===== RAW DATA

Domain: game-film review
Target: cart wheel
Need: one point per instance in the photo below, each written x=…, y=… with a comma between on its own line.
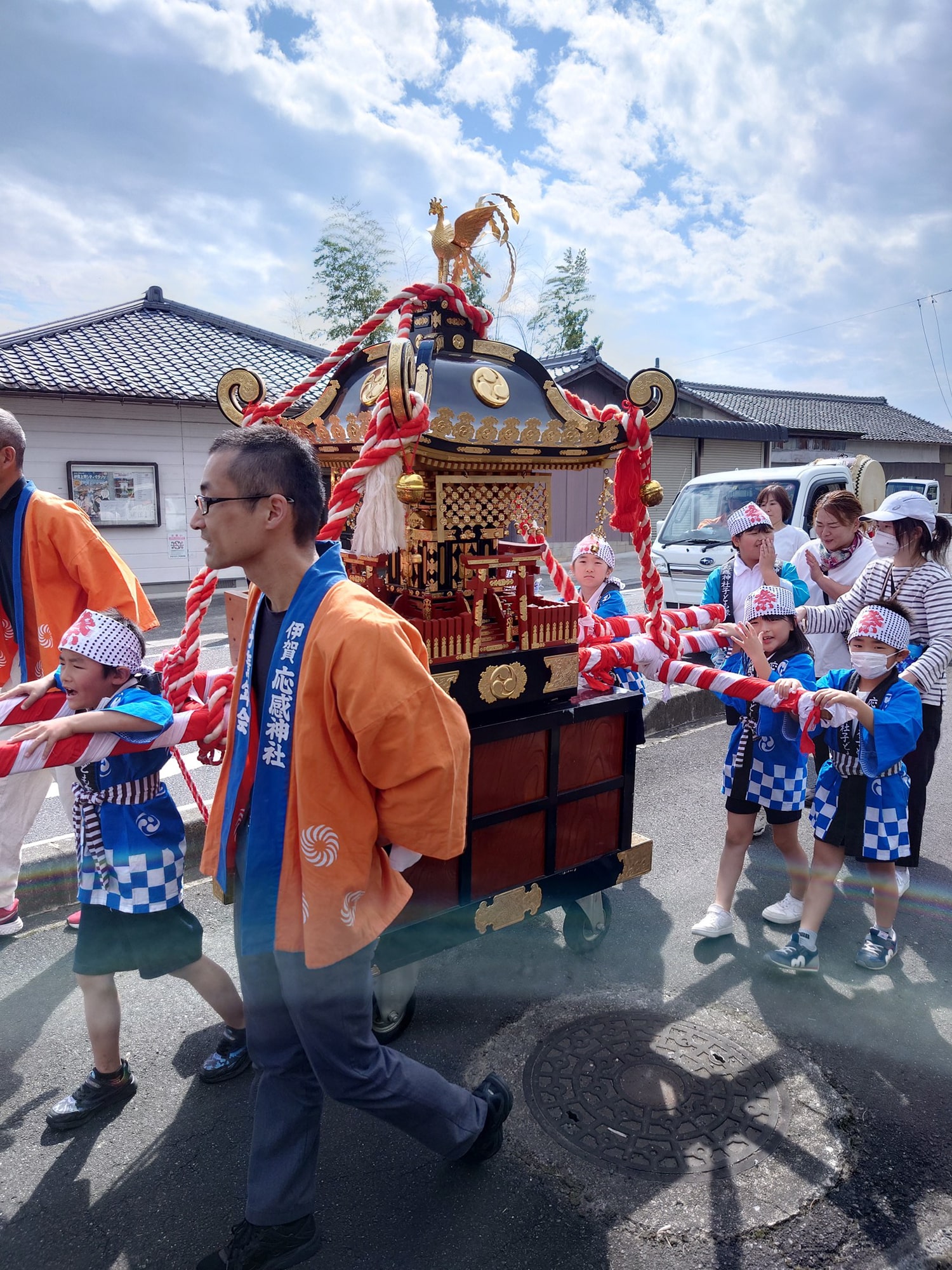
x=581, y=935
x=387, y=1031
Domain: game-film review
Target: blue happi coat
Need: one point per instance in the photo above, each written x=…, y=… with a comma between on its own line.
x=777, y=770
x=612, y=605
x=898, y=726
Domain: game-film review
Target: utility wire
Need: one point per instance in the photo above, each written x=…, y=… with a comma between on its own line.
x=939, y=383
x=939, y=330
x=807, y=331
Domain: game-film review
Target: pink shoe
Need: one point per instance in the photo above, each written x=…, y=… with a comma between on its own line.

==========

**YOUR TASK**: Repeat the records word for word. Any picture in them should be left out.

**FINISHED ANSWER**:
Domain: game-film review
Target: cart wheel
Need: one point per instance in the photo below, each written x=…, y=… with a comma between on its own line.
x=581, y=935
x=387, y=1031
Domain: game-film review
Target: blue happi coat
Need: one point per instance in the photo above, each written x=…, y=… with a comma between on its own line.
x=777, y=770
x=612, y=605
x=898, y=726
Domain: game-film review
Target: utility wire
Need: one point per instance in the photo above, each written x=…, y=… with a comma between on its own line.
x=939, y=383
x=939, y=330
x=807, y=331
Domain: game-film review
Target: pink shoe
Need: one point per instance in the photo above, each written x=…, y=… with a comma between on its own line.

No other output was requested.